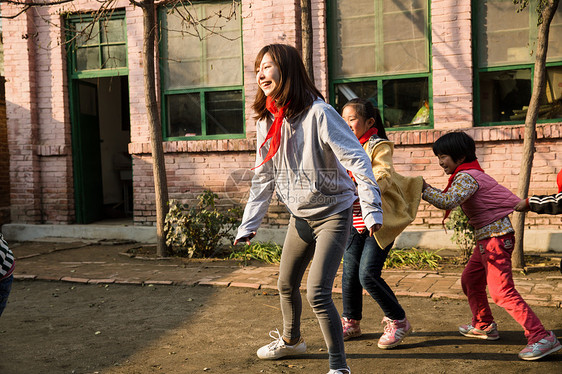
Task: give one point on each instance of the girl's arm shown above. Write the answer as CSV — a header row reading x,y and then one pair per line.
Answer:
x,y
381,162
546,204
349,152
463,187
============
- _Task to complete_: Please repeat every record exactly as it stands, leaving out any pictures.

- _Finished task_:
Task: give one point on each instance of the girl's arm shown above. Write the answer as CSV — a header row reading x,y and then one pair per line.
Answer:
x,y
381,162
546,204
349,152
463,187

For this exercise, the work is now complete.